Exercise goal: Copy the data that follows exactly as it is, excluding all pictures.
[Start of Attachment]
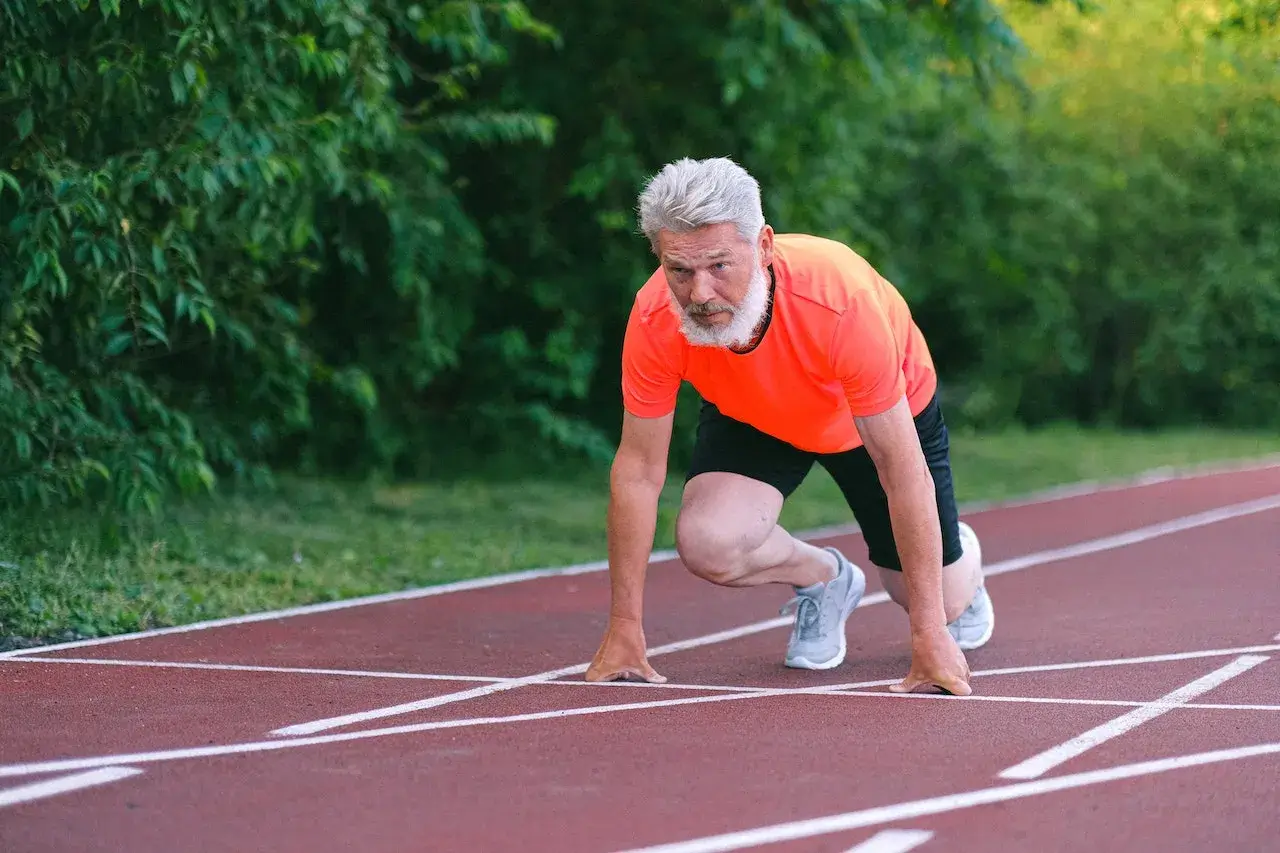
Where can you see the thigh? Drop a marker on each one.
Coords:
(859, 482)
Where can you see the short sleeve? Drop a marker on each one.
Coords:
(867, 357)
(650, 372)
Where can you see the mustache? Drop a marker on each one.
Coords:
(709, 308)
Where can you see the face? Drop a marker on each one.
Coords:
(718, 282)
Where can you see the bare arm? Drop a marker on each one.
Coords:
(635, 483)
(892, 442)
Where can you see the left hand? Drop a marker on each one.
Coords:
(936, 661)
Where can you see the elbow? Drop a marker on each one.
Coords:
(631, 469)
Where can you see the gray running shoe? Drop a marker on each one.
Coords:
(818, 634)
(973, 628)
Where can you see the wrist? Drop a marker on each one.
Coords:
(927, 621)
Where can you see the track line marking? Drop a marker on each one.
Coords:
(1050, 758)
(668, 685)
(560, 714)
(1089, 665)
(64, 784)
(246, 667)
(951, 802)
(892, 842)
(1042, 496)
(295, 743)
(1016, 564)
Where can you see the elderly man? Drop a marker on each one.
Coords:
(801, 352)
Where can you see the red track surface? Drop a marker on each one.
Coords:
(574, 771)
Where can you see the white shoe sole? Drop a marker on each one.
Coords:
(968, 646)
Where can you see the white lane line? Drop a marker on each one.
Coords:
(1055, 699)
(64, 784)
(246, 667)
(295, 743)
(1045, 496)
(1050, 758)
(1018, 564)
(1089, 665)
(892, 842)
(951, 802)
(668, 685)
(560, 714)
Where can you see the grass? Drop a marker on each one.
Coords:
(320, 541)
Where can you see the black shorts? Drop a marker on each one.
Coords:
(727, 445)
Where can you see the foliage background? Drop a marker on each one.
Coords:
(250, 236)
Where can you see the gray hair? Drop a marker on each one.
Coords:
(690, 194)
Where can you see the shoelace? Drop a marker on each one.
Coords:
(807, 621)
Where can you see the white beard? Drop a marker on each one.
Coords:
(740, 329)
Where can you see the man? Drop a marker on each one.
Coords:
(801, 354)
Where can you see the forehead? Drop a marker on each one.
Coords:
(705, 243)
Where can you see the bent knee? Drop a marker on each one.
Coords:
(708, 551)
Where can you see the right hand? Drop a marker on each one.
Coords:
(936, 662)
(622, 655)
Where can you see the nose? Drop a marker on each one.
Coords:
(703, 290)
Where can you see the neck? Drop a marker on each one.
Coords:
(763, 325)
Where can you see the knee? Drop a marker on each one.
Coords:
(707, 550)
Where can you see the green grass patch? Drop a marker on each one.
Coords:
(315, 541)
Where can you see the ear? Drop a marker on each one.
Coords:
(766, 245)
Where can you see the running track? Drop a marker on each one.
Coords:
(1129, 699)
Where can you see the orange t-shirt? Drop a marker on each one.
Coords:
(841, 343)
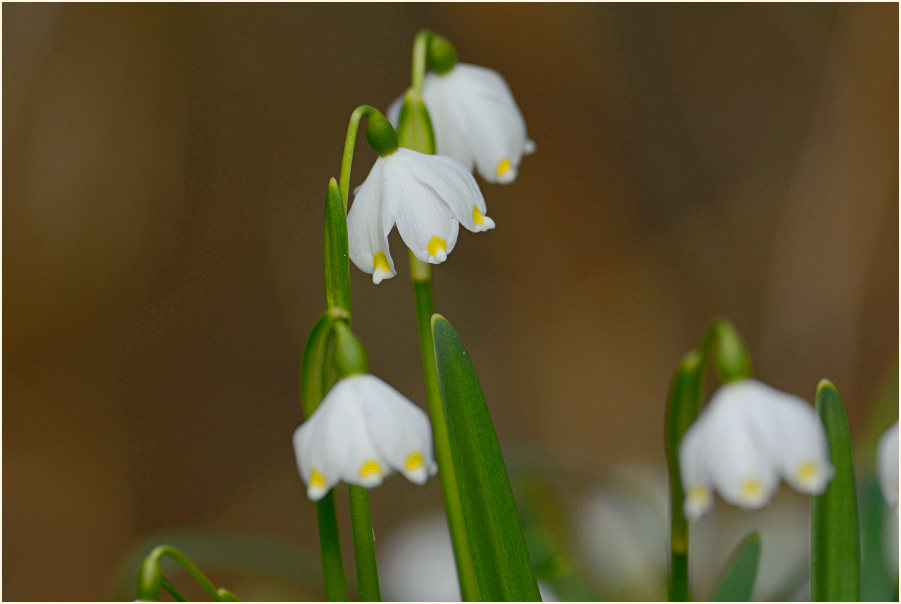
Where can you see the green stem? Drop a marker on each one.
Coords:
(422, 291)
(330, 549)
(179, 597)
(190, 568)
(682, 408)
(364, 545)
(349, 142)
(420, 59)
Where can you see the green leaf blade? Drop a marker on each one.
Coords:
(738, 583)
(834, 527)
(502, 564)
(335, 255)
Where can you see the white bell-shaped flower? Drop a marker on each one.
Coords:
(747, 437)
(475, 119)
(887, 465)
(426, 196)
(362, 431)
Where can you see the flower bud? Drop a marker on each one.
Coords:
(731, 357)
(442, 54)
(380, 133)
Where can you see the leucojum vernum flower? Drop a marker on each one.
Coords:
(748, 438)
(362, 431)
(456, 118)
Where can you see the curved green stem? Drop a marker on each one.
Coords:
(190, 568)
(348, 156)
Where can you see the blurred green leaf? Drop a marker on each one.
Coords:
(834, 528)
(335, 259)
(503, 569)
(738, 583)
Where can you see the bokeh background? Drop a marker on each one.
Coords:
(164, 173)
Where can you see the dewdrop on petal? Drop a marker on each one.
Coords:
(746, 439)
(363, 431)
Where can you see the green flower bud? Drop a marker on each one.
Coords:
(414, 126)
(442, 54)
(350, 356)
(150, 579)
(380, 133)
(731, 357)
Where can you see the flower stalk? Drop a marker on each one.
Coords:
(420, 275)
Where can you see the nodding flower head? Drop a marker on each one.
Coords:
(748, 438)
(475, 119)
(362, 431)
(427, 196)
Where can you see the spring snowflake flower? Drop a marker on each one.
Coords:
(362, 431)
(748, 438)
(887, 464)
(427, 196)
(475, 119)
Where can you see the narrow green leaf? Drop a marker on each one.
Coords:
(681, 410)
(502, 565)
(877, 580)
(834, 528)
(738, 583)
(335, 259)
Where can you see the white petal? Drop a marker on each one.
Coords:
(368, 223)
(424, 221)
(393, 113)
(457, 188)
(475, 111)
(887, 465)
(693, 471)
(349, 439)
(735, 453)
(400, 430)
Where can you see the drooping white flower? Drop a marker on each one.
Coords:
(746, 439)
(887, 465)
(426, 196)
(475, 119)
(362, 431)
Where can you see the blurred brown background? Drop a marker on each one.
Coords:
(164, 170)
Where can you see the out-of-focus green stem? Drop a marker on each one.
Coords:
(179, 597)
(364, 545)
(682, 408)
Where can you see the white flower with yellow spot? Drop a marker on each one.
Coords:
(475, 119)
(887, 465)
(362, 431)
(746, 439)
(427, 196)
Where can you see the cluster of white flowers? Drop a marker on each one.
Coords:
(362, 431)
(746, 439)
(476, 123)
[End of Attachment]
Result:
Where can you see the thigh? Drop a marker on each one.
Coords:
(859, 482)
Where can you see the short sleeve? Drop a marker on each one.
Coords:
(867, 357)
(650, 372)
Where can you see the mustache? Drop a marker on each one.
Coords:
(709, 308)
Where can you see the face? Drop a marker on each one.
Coords:
(718, 282)
Where can you see the bare arm? Drop a marker on each one.
Coords:
(635, 483)
(892, 442)
Where can you see the left hand? Drop a marker on each one.
Coords:
(936, 661)
Where can you see the elbow? Drop a marker on each one.
Coords:
(631, 469)
Where can you see the gray running shoe? Drop a marker on each one.
Coords:
(818, 634)
(973, 628)
Where can you see the wrist? Drop a marker on each one.
Coords:
(927, 621)
Where can you see the track line marking? Drop a marker on each one.
Coords:
(1050, 758)
(668, 685)
(560, 714)
(1089, 665)
(64, 784)
(246, 667)
(951, 802)
(892, 842)
(1042, 496)
(295, 743)
(1016, 564)
Where can you see the elderly man? Drop a marker on each one.
Coords:
(801, 352)
Where can you see the red track surface? Drop a marker on each one.
Coords:
(574, 771)
Where can you see the white shoe sole? Drop a marker on each one.
Coords:
(968, 646)
Where can you see the white lane line? Drop a marker on each one.
Coords:
(1055, 699)
(64, 784)
(246, 667)
(295, 743)
(1045, 496)
(1050, 758)
(1018, 564)
(1089, 665)
(892, 842)
(951, 802)
(668, 685)
(560, 714)
Where can you see the grass? Drop a marker on each one.
Coords:
(320, 541)
Where can you see the black shorts? Drop a marker on each one.
Coords:
(727, 445)
Where can you see the foliage background? Drop a marker on each one.
Coords:
(250, 236)
Where can you see the gray hair? Drop a marker on each one.
Coords:
(690, 194)
Where can you see the shoelace? Drop a marker on each one.
Coords:
(807, 621)
Where can you see the white beard? Drop a marker on each one.
Coords:
(740, 329)
Where can you see the man? Drop a marker on each one.
Coords:
(801, 354)
Where can you see the forehead? Drop a marker on each one.
Coords:
(705, 243)
Where can you see the bent knee? Drop a marker on each one.
Coords:
(708, 551)
Where can you see the right hand? Drop a marker on each one.
Coords:
(936, 662)
(622, 655)
Where can you see the nose? Drop a marker on each one.
Coords:
(703, 290)
Where can you see the neck? Drop a marker on each one.
Coords:
(763, 325)
Where can you see the knee? Drop a marker on each one.
Coords:
(707, 550)
Where can you see the green grass patch? Drop a marker on each one.
Coords:
(315, 541)
Where can you see the ear? Drop a marker on each one.
Coords:
(766, 245)
Where can you see the running track? Drop a marker on each one.
Coords:
(1129, 699)
Where can you see the orange t-shirt? Drop a marker on each one.
Coords:
(841, 343)
Where can you see the green stem? Drop a marker on each one.
Coords:
(422, 291)
(330, 549)
(179, 597)
(190, 568)
(682, 408)
(364, 545)
(349, 142)
(420, 59)
Where can you see the green leaf blade? Drop a marker on each one.
Coords:
(738, 583)
(834, 527)
(502, 564)
(335, 255)
Where can you see the white bell-shaped flower? Drop a marker on each one.
Coords:
(747, 437)
(475, 119)
(887, 465)
(426, 196)
(362, 431)
Where can you see the flower bud? Drop a marker on each one.
Coords:
(731, 357)
(442, 54)
(380, 133)
Where can you see the leucojum vernum flower? Drop a marker on each one.
Coords:
(748, 438)
(362, 431)
(456, 118)
Where can you see the curved green stem? Drop a marker on each one.
Coords:
(190, 568)
(348, 156)
Where can you see the blurred green leaf? Drop a marker on each one.
Coords:
(834, 528)
(335, 259)
(503, 569)
(738, 583)
Where can you see the bokeh background? Drop a marker on each one.
Coords:
(164, 173)
Where can you see the dewdrop on petal? Drop a marker on each one.
Coords:
(746, 439)
(363, 431)
Where can you see the green flower bud? Drop a marker on each one.
Coords:
(414, 126)
(442, 54)
(350, 356)
(150, 579)
(380, 133)
(731, 357)
Where can you see the flower stalk? Drop a marker on each one.
Coords:
(420, 275)
Where can you see the nodding flower head? Drop a marker on each one.
Coords:
(748, 438)
(475, 119)
(362, 431)
(427, 196)
Where can you see the spring snowflake flower? Drop a marker on each one.
Coords:
(362, 431)
(748, 438)
(887, 464)
(427, 196)
(475, 119)
Where can you see the narrow green leaf? Drop a marker on each one.
Coords:
(681, 410)
(502, 565)
(877, 580)
(834, 528)
(738, 583)
(335, 259)
Where can you see the white petal? Drop a marker on each one.
Coords:
(368, 223)
(424, 221)
(393, 113)
(457, 188)
(475, 111)
(887, 465)
(693, 471)
(349, 439)
(735, 453)
(400, 430)
Where can you see the drooping white flower? Drop a marker on each one.
Coords:
(746, 439)
(887, 465)
(426, 196)
(475, 119)
(362, 431)
Where can you see the blurred brown background? Drop a marker on each one.
Coords:
(164, 170)
Where can you see the out-of-focus green stem? Drop a marker on each one.
Coords:
(179, 597)
(364, 545)
(682, 408)
Where can you see the white flower with yellow spot? Drop a marker on each one.
Coords:
(475, 119)
(887, 465)
(362, 431)
(746, 439)
(427, 196)
Where can you see the cluster of white flowers? Drop a marker on each one.
Coords:
(362, 431)
(746, 439)
(476, 123)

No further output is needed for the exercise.